Lay out every line of the rows below as a Markdown table with the columns "Number" and "Line", numbering each line in order and skipping blank lines. Leave the pictures out of the answer.
============================================================
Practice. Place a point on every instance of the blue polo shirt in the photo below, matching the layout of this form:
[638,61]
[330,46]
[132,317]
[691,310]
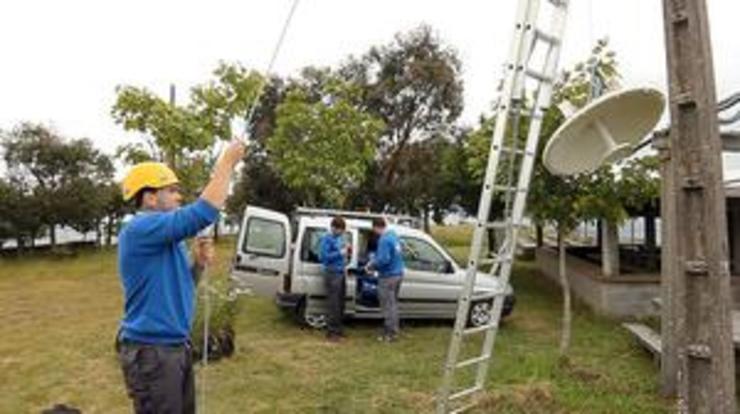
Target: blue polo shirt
[155,272]
[331,253]
[389,256]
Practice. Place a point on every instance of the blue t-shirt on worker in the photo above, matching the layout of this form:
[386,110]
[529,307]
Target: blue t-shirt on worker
[331,253]
[388,259]
[155,272]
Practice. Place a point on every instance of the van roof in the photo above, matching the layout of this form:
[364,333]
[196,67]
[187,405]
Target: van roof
[365,224]
[359,216]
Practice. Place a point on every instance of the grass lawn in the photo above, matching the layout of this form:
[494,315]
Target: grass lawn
[59,317]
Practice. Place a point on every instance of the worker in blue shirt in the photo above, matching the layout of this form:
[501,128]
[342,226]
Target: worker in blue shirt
[159,283]
[333,255]
[388,262]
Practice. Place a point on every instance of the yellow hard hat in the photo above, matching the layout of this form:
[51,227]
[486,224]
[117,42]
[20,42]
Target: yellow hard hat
[147,175]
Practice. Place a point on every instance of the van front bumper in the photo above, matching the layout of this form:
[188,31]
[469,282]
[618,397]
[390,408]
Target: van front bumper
[289,301]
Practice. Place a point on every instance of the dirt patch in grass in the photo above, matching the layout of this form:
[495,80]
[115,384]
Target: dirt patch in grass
[526,398]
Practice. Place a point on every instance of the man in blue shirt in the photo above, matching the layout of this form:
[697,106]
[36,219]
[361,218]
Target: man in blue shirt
[159,284]
[333,254]
[388,262]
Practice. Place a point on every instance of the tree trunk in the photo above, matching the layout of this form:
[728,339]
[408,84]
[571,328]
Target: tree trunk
[651,241]
[98,234]
[540,235]
[610,249]
[53,236]
[564,283]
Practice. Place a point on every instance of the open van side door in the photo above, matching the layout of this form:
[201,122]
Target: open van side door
[263,251]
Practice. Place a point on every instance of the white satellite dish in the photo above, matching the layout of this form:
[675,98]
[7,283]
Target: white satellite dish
[604,131]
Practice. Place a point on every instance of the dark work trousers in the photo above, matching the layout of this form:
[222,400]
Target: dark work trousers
[159,379]
[335,291]
[388,290]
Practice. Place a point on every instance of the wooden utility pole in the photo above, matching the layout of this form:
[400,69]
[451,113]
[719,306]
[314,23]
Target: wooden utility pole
[697,318]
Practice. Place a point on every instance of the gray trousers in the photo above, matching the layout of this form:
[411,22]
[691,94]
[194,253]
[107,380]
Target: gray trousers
[159,379]
[335,292]
[388,289]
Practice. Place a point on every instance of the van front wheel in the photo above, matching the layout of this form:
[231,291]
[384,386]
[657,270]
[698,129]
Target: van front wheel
[312,320]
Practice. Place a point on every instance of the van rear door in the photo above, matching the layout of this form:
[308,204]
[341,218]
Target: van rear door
[263,251]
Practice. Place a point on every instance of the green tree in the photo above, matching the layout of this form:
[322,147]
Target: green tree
[414,86]
[322,148]
[50,172]
[563,201]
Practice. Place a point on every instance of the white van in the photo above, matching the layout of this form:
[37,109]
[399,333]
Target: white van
[279,259]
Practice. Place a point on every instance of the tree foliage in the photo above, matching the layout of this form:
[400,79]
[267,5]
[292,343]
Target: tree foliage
[323,145]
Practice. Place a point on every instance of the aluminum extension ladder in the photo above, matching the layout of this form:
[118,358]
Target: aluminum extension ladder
[528,39]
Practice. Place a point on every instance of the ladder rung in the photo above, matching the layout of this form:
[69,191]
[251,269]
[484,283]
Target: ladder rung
[502,225]
[487,295]
[495,260]
[473,361]
[558,3]
[508,150]
[538,76]
[477,329]
[464,408]
[516,151]
[465,392]
[546,37]
[508,189]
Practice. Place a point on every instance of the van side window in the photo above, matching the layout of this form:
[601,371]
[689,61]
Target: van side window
[310,245]
[265,238]
[421,255]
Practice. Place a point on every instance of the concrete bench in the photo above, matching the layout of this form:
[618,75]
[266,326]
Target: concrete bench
[646,337]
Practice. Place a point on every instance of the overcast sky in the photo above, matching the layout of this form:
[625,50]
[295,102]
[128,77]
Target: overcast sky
[61,60]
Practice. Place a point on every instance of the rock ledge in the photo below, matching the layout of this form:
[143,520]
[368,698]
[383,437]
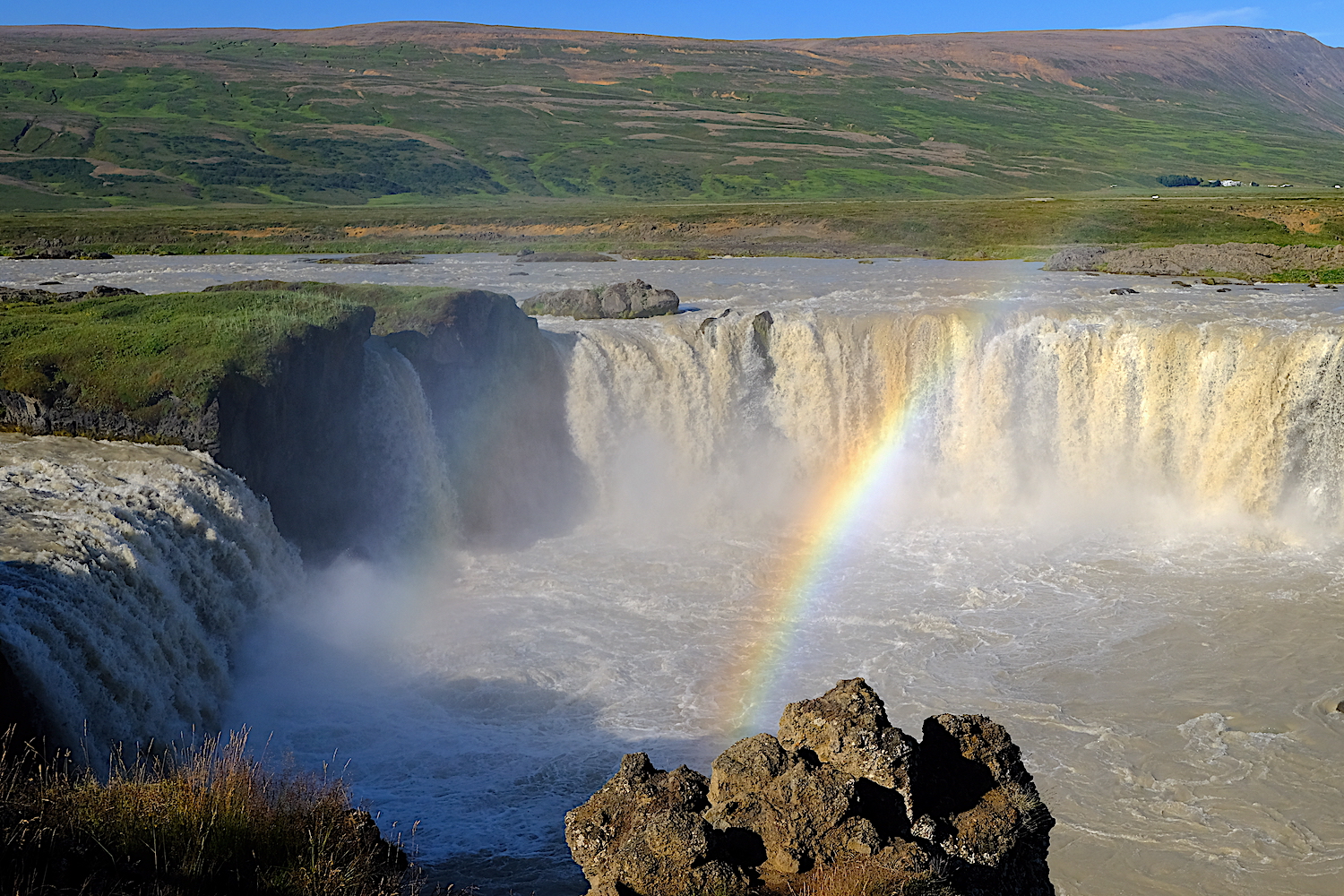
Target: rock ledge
[838,797]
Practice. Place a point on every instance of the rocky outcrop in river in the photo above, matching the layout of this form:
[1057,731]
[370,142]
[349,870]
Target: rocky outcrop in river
[1258,261]
[838,791]
[633,298]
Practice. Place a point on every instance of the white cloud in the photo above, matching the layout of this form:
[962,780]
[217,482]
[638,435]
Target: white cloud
[1244,16]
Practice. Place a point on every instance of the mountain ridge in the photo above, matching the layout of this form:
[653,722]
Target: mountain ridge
[352,113]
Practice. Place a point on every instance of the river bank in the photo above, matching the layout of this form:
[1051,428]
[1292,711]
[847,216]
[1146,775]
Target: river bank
[954,228]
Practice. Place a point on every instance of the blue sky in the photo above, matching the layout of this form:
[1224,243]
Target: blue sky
[704,18]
============================================================
Exercise solution
| Number | Line |
|---|---|
| 1 | Practice. Place a point on every instance of the blue polo shirt in the photo below, matching the layout of this form: |
| 2 | [638,61] |
| 3 | [330,46] |
| 4 | [132,317] |
| 5 | [691,310] |
| 6 | Target: blue polo shirt |
| 7 | [155,272] |
| 8 | [331,253] |
| 9 | [389,256] |
| 10 | Practice. Place a point on every instance of the blue t-shirt on worker in the photo above, matching the layout of this form: |
| 11 | [386,110] |
| 12 | [529,307] |
| 13 | Target: blue t-shirt on worker |
| 14 | [331,253] |
| 15 | [388,259] |
| 16 | [155,272] |
| 17 | Practice. Place a point on every instance of the van roof in the photo above, matching the layout of this form: |
| 18 | [364,333] |
| 19 | [196,67] |
| 20 | [187,405] |
| 21 | Target: van roof |
| 22 | [365,224] |
| 23 | [359,216] |
| 24 | Practice. Place a point on every instance of the grass lawn in the photo above, matching the layout of this form: |
| 25 | [494,315] |
| 26 | Target: grass lawn |
| 27 | [59,317] |
| 28 | Practice. Place a point on every instance of the worker in blue shirt in the photo above, matching the layout of this form: |
| 29 | [501,128] |
| 30 | [342,226] |
| 31 | Target: worker in blue shirt |
| 32 | [159,283] |
| 33 | [333,255] |
| 34 | [388,262] |
| 35 | Practice. Place a point on every instance of the yellow hard hat in the photo above, matching the layout of this form: |
| 36 | [51,227] |
| 37 | [486,224] |
| 38 | [117,42] |
| 39 | [20,42] |
| 40 | Target: yellow hard hat |
| 41 | [147,175] |
| 42 | Practice. Place a point on every instance of the van front bumper in the photo above, matching the layout of this form: |
| 43 | [188,31] |
| 44 | [469,282] |
| 45 | [618,397] |
| 46 | [390,408] |
| 47 | Target: van front bumper |
| 48 | [289,301] |
| 49 | Practice. Place a point on every instance of the dirt patch in grass in the photo above, matching the layout of this form: |
| 50 | [495,80] |
| 51 | [115,384] |
| 52 | Target: dirt patch in grass |
| 53 | [526,398] |
| 54 | Practice. Place a point on every instance of the man in blue shirt in the photo above, matching the layout of this form: |
| 55 | [697,106] |
| 56 | [36,219] |
| 57 | [361,218] |
| 58 | Target: man in blue shirt |
| 59 | [159,284] |
| 60 | [333,254] |
| 61 | [388,262] |
| 62 | Practice. Place a point on every instance of the tree trunk in the photo above, matching the layout of this form: |
| 63 | [728,339] |
| 64 | [408,84] |
| 65 | [571,328] |
| 66 | Target: tree trunk |
| 67 | [651,241] |
| 68 | [98,234] |
| 69 | [540,235] |
| 70 | [610,249] |
| 71 | [53,236] |
| 72 | [564,283] |
| 73 | Practice. Place a point on every instance of the open van side door in the photo above, matching the layout of this form: |
| 74 | [201,122] |
| 75 | Target: open van side door |
| 76 | [263,251] |
| 77 | Practice. Place a point on every instance of the white satellite dish in the photo above, matching the layout of this form: |
| 78 | [675,98] |
| 79 | [7,283] |
| 80 | Target: white satellite dish |
| 81 | [604,131] |
| 82 | Practice. Place a point on every instance of the dark work trousers in the photo above, matching the layout of this form: |
| 83 | [222,400] |
| 84 | Target: dark work trousers |
| 85 | [159,379] |
| 86 | [335,291] |
| 87 | [388,290] |
| 88 | Practice. Place a point on every instance of the wooden utility pole in the photo above, matching the layout of this form: |
| 89 | [400,69] |
| 90 | [451,113] |
| 91 | [719,306] |
| 92 | [314,23] |
| 93 | Target: wooden utility pole |
| 94 | [697,318] |
| 95 | Practice. Place a point on every instance of the gray trousers in the photo above, matching the layout of this form: |
| 96 | [411,22] |
| 97 | [691,94] |
| 98 | [194,253] |
| 99 | [107,380] |
| 100 | Target: gray trousers |
| 101 | [159,379] |
| 102 | [335,292] |
| 103 | [388,289] |
| 104 | Practice. Place a point on every instance of the van front wheel in the photo above, matching the layout of this form: |
| 105 | [231,291] |
| 106 | [384,386] |
| 107 | [657,270] |
| 108 | [698,129] |
| 109 | Target: van front wheel |
| 110 | [312,320] |
| 111 | Practice. Place a point on every instance of the van rear door in the photo above, matching the layout of this form: |
| 112 | [308,204] |
| 113 | [341,218] |
| 114 | Target: van rear door |
| 115 | [263,251] |
| 116 | Practice. Place a point on every instance of the green tree in the photo above, matching the layout of this form: |
| 117 | [322,147] |
| 118 | Target: green tree |
| 119 | [414,86] |
| 120 | [322,148] |
| 121 | [50,172] |
| 122 | [563,201] |
| 123 | Practice. Place a point on every instance of the white van in the photo above, matching the layout of this form: |
| 124 | [37,109] |
| 125 | [399,333] |
| 126 | Target: white van |
| 127 | [279,259] |
| 128 | Practice. Place a point on every instance of the tree foliage in the photo above, matching the layout of this form: |
| 129 | [400,79] |
| 130 | [267,5] |
| 131 | [292,343] |
| 132 | Target: tree foliage |
| 133 | [323,145] |
| 134 | Practice. Place a point on every instance of the aluminum extension ladder in the photo above, matching the layout of this form: |
| 135 | [118,358] |
| 136 | Target: aluminum extension ladder |
| 137 | [528,39] |
| 138 | Practice. Place a point on every instance of the ladder rung in the photo above, matching the layout of this form: |
| 139 | [69,191] |
| 140 | [251,269] |
| 141 | [484,283] |
| 142 | Target: ladder rung |
| 143 | [502,225] |
| 144 | [487,295] |
| 145 | [495,260] |
| 146 | [473,361] |
| 147 | [558,3] |
| 148 | [508,150] |
| 149 | [538,76] |
| 150 | [477,329] |
| 151 | [464,408] |
| 152 | [516,151] |
| 153 | [465,392] |
| 154 | [546,37] |
| 155 | [508,189] |
| 156 | Practice. Place a point on every instance of the van side window in the photo above, matching the layout of this form: |
| 157 | [601,371] |
| 158 | [689,61] |
| 159 | Target: van side window |
| 160 | [310,245] |
| 161 | [265,238] |
| 162 | [421,255] |
| 163 | Practice. Place a point on every instance of the concrete bench in the photo above, matching the layout of this form: |
| 164 | [618,75] |
| 165 | [266,326] |
| 166 | Target: concrete bench |
| 167 | [646,337] |
| 168 | Practice. Place a point on every instance of the overcast sky in the photo above, matching the layout of this form: |
| 169 | [625,50] |
| 170 | [295,102] |
| 171 | [128,77] |
| 172 | Target: overcast sky |
| 173 | [61,60] |
| 174 | Practice. Place a point on every instance of the rock ledge in the photo below, matching the layout of this form: |
| 175 | [143,520] |
| 176 | [368,698] |
| 177 | [383,437] |
| 178 | Target: rock ledge |
| 179 | [838,797] |
| 180 | Practice. Place a point on every instance of the rocky outcrop in river in the photo above, matching the layout of this form: |
| 181 | [1057,731] |
| 182 | [370,142] |
| 183 | [349,870] |
| 184 | Target: rocky outcrop in river |
| 185 | [1258,261] |
| 186 | [838,791] |
| 187 | [633,298] |
| 188 | Practice. Place a point on every instance of the white cloud in the photo above, matching the layout of this form: |
| 189 | [962,780] |
| 190 | [217,482] |
| 191 | [638,435] |
| 192 | Target: white cloud |
| 193 | [1244,16] |
| 194 | Practice. Place a point on every instance of the mountain ridge in the photo above, matching the layout of this form: |
| 195 | [653,722] |
| 196 | Target: mountain ridge |
| 197 | [352,113] |
| 198 | Practice. Place a point on every instance of the river bank in the photo above, matching the layout of this form: |
| 199 | [1051,428] |
| 200 | [1292,711] |
| 201 | [847,216] |
| 202 | [1146,775] |
| 203 | Target: river bank |
| 204 | [954,228] |
| 205 | Practice. Place a point on every instance of the blue sky in the photo above, matching the layout of this form: |
| 206 | [1224,243] |
| 207 | Target: blue sky |
| 208 | [704,18] |